### Source text:
**********

Everyday language summaries are provided for convenience only and are not legally binding. Please read the “Terms of Service” for the complete picture of your legal requirements. By using Coreware, LLC. or any Coreware, LLC. services, you are agreeing to these terms. Be sure to occasionally check back for updates.
You must be 18 years or older or at least the age of majority in the jurisdiction where you reside or from which you use this Service.
To access and use the Services, you must register for a Coreware, LLC. account (“Account”) by providing your full legal name, current address, phone number, a valid email address, and any other information indicated as required. Coreware, LLC. may reject your application for an Account, or cancel an existing Account, for any reason, in our sole discretion.
You acknowledge that Coreware, LLC. will use the email address you provide as the primary method for communication.
You are responsible for keeping your password secure. Coreware, LLC. cannot and will not be liable for any loss or damage from your failure to maintain the security of your Account and password.
You are responsible for all activity and content such as photos, images, videos, graphics, written content, audio files, code, information, or data uploaded, collected, generated, stored, displayed, distributed, transmitted or exhibited on or in connection with your Account (“Materials”).
A breach or violation of any term in the Terms of Service, including the AUP, as determined in the sole discretion of Coreware, LLC. will result in an immediate termination of your services.
The person signing up for the Service will be the contracting party (“Account Owner”) for the purposes of our Terms of Service and will be the person who is authorized to use any corresponding account we may provide to the Account Owner in connection with the Service.
If you are signing up for the Service on behalf of your employer, your employer shall be the Account Owner. If you are signing up for the Service on behalf of your employer, then you represent and warrant that you have the authority to bind your employer to our Terms of Service.
You are responsible for purchasing and maintaining your domain account. An expiration of your domain account will render your website inactive.
Technical support is only provided to paying Account holders and is only available via sending an email to email@example.com or accessing our support portal via our helpdesk system. Direct phone calls, text messages, or direct emails to any staff members, management or ownership will be ignored.
The Terms of Service shall be governed by and interpreted in accordance with the laws of Colorado applicable therein, without regard to principles of conflicts of laws. The parties irrevocably and unconditionally submit to the exclusive jurisdiction of the courts of Colorado with respect to any dispute or claim arising out of or in connection with the Terms of Service.

**********

Copy the terms-of-service summary from "Everyday language summaries" through "back for updates.", substituting "reference" for "convenience".

**********

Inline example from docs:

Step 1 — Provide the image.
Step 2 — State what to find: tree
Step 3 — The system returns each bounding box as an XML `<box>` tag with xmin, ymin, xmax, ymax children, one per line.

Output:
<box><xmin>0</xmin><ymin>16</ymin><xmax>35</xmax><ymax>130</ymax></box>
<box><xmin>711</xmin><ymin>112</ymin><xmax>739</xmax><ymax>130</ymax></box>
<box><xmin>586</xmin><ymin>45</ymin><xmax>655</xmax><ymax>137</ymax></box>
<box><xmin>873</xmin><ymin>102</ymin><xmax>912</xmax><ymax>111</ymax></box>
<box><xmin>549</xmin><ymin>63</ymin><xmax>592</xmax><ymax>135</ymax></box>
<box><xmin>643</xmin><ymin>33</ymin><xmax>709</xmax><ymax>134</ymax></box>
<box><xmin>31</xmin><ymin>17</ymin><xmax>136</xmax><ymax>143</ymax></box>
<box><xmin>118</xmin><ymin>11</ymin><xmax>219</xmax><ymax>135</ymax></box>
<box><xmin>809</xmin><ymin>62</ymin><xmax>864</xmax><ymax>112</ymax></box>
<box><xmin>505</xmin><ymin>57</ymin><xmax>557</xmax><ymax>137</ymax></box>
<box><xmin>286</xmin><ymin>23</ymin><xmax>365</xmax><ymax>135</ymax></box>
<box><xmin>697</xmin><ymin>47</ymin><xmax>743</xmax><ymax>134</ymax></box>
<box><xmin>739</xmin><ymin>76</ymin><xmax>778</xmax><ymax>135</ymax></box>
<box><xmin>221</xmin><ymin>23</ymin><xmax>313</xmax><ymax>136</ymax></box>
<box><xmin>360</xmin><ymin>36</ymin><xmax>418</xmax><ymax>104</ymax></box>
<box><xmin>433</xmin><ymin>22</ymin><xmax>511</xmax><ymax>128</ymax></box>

**********

### Response to the exercise:
Everyday language summaries are provided for reference only and are not legally binding. Please read the “Terms of Service” for the complete picture of your legal requirements. By using Coreware, LLC. or any Coreware, LLC. services, you are agreeing to these terms. Be sure to occasionally check back for updates.